++++ Supplied data
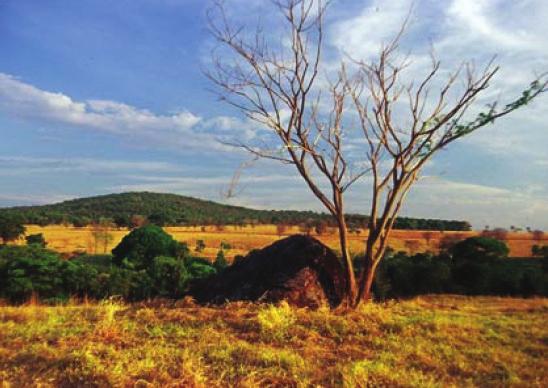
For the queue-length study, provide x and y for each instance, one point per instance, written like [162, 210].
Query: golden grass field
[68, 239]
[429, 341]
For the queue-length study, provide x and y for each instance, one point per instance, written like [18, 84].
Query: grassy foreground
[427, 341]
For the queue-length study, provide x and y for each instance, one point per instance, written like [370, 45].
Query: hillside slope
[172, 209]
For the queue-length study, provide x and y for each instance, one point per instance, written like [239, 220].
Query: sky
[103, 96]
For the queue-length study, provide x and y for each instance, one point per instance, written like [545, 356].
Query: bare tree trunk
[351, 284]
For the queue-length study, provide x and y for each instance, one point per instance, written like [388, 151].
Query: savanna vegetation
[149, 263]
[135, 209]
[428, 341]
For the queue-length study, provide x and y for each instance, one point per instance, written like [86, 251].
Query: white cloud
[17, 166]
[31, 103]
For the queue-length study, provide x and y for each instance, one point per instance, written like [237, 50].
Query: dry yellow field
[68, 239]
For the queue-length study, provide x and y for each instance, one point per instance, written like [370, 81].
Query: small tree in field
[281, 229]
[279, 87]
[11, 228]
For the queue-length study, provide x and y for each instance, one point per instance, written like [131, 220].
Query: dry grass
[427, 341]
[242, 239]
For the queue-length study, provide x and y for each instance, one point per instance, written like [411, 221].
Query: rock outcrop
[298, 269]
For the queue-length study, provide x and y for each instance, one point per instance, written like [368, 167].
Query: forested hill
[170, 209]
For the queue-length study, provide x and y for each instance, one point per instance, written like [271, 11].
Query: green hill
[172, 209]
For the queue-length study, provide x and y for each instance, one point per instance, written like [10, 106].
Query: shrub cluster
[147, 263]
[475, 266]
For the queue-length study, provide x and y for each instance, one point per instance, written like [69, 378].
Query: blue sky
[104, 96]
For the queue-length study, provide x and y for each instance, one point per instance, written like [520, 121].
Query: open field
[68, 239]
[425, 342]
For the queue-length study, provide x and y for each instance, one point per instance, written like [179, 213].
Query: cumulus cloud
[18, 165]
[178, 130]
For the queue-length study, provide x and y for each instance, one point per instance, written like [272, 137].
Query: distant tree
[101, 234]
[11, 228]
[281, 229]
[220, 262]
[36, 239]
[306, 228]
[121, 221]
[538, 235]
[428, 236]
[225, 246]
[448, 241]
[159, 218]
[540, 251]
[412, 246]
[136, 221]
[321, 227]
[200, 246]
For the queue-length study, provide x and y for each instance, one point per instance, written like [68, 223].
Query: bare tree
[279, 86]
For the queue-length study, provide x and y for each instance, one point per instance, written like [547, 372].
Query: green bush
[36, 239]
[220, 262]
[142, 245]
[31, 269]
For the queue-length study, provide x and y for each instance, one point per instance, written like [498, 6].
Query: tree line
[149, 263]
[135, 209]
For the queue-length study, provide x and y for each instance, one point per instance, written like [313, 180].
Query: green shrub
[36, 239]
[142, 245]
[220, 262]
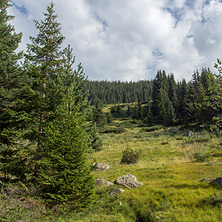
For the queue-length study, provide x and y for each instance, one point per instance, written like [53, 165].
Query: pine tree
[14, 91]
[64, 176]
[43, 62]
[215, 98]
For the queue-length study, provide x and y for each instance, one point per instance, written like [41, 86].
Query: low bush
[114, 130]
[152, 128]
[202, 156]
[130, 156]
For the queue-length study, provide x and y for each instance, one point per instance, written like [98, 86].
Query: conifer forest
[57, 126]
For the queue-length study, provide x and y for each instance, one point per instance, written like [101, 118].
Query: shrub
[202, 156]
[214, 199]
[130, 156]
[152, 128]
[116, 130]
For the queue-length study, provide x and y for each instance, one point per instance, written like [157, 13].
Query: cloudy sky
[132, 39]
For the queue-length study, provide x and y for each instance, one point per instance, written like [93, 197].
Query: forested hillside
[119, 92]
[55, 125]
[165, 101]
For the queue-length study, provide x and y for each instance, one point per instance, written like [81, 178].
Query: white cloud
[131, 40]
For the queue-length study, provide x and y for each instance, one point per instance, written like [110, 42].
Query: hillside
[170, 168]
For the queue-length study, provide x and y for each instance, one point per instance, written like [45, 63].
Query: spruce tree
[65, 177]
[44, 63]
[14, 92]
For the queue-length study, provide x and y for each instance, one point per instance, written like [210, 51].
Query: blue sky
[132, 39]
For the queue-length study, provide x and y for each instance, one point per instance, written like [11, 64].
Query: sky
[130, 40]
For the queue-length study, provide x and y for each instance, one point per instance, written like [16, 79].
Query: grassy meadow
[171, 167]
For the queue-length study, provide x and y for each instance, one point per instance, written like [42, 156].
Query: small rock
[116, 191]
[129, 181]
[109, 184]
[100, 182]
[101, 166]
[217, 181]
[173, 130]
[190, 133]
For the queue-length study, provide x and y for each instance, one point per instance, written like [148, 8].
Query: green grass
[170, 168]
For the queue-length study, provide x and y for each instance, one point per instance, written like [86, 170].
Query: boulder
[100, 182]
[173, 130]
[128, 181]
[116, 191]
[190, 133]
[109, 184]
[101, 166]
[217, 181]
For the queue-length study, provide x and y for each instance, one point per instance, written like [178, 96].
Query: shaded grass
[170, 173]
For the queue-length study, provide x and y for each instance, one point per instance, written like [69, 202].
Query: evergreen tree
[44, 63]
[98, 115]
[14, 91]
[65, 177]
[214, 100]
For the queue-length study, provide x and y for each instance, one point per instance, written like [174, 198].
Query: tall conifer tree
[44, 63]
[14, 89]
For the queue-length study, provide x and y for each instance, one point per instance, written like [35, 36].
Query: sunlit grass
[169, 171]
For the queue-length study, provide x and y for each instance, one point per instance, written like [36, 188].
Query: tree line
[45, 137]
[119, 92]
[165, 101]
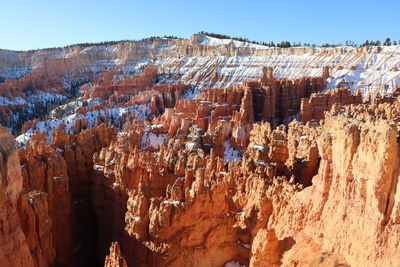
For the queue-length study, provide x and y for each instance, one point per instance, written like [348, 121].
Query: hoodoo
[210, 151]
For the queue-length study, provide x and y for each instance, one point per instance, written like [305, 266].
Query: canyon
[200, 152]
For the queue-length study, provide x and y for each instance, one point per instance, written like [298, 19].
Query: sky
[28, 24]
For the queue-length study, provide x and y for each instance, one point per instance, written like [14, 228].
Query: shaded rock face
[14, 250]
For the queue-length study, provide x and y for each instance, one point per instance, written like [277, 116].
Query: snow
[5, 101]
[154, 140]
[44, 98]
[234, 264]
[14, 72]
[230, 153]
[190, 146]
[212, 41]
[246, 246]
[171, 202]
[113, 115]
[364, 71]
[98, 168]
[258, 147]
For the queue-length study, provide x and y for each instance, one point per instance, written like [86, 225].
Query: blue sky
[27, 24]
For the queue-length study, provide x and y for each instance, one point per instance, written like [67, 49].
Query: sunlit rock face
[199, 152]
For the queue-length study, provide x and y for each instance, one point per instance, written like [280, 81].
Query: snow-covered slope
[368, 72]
++++++++
The required output is the line holding "Query: shaded rock face" plus every line after it in the data, reproduced exactly.

▸ Written answer:
Query: shaded rock face
[14, 250]
For the queue-length study, provide x and y for each instance, one point per instance, written like [277, 116].
Query: snow
[5, 101]
[154, 140]
[44, 98]
[234, 264]
[14, 72]
[230, 153]
[190, 146]
[212, 41]
[246, 246]
[171, 202]
[113, 115]
[364, 71]
[98, 168]
[258, 147]
For the queue-length study, provide x and y for each instance, one point per instance, written like [86, 225].
Query: blue sky
[27, 24]
For the queue-length study, provide x and y for each instance, one point per instance, written like [67, 49].
Query: sunlit rock face
[199, 152]
For the queue-length study, provide x and y for each instance, one point per instance, written like [280, 81].
Query: snow-covered slope
[368, 72]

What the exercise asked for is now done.